▸ TASK PROMPT
Copy out word for word the lines that begin with the one containing "of the sleeve" and end with the one containing "<point>248,124</point>", including both of these lines.

▸ RECORDED DATA
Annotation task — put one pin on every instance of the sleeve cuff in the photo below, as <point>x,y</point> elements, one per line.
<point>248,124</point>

---

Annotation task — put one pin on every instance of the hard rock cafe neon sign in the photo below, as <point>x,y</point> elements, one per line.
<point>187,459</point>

==

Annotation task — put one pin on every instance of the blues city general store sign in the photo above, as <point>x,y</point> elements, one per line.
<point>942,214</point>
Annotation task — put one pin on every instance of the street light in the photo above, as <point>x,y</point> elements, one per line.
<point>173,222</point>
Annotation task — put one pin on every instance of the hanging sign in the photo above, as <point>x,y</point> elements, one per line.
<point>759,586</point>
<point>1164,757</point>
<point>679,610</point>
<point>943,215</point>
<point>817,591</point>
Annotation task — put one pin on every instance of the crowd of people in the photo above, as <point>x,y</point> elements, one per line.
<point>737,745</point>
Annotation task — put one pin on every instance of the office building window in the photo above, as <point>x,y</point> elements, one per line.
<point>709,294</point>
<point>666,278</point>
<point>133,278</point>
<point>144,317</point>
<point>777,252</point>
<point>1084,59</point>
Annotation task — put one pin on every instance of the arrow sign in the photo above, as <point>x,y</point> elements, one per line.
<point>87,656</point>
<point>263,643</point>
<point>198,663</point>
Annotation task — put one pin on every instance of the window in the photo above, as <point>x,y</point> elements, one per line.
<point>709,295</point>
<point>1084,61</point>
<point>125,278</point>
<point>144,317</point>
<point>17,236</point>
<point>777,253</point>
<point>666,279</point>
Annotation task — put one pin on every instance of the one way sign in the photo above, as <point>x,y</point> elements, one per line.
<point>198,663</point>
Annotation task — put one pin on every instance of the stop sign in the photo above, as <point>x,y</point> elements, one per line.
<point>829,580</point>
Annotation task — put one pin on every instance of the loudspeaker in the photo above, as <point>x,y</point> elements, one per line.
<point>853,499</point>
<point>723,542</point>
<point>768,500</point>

▸ ANSWER FOR THE TASK
Annotation task — put one pin on every instance of the sleeve cuff in the photo below, as <point>x,y</point> elements, one per line.
<point>248,124</point>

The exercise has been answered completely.